Only the lines from the one with "Each instance of the fog" through the last belong in the output; print them exactly as given below.

Stored data:
____________

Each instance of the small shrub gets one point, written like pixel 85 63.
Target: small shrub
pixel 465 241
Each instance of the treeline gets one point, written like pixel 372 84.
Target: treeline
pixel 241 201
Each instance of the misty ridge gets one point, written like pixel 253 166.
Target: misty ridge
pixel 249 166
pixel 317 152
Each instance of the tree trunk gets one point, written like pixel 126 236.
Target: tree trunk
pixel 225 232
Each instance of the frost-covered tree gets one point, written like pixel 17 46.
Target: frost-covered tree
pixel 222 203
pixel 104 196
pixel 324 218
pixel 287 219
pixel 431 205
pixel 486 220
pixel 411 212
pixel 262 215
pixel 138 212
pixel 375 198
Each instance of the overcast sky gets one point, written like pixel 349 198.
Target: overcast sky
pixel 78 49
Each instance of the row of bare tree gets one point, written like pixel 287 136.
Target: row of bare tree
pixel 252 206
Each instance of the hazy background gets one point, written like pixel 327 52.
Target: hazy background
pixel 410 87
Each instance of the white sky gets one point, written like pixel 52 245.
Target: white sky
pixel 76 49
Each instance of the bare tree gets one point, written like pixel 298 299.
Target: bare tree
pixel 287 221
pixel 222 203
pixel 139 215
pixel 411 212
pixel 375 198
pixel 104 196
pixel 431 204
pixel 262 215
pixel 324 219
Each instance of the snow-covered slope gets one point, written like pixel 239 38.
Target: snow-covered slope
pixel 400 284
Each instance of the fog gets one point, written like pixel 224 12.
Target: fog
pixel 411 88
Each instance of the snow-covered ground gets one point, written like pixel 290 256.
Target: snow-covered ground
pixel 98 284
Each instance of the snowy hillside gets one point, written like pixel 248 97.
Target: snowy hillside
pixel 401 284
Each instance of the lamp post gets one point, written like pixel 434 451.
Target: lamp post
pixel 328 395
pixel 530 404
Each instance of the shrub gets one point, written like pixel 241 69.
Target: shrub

____________

Answer space:
Each instance of the fog gets one point, written like pixel 224 12.
Target: fog
pixel 411 88
Each instance of the snow-covered ground gets one point, written like pixel 290 256.
Target: snow-covered ground
pixel 98 284
Each instance of the snowy hillside gets one point, written like pixel 248 97.
Target: snowy hillside
pixel 401 284
Each instance of the lamp post gets one point, written like pixel 434 451.
Target: lamp post
pixel 328 395
pixel 530 404
Each instance of the shrub gets one point, written like pixel 241 69.
Target: shrub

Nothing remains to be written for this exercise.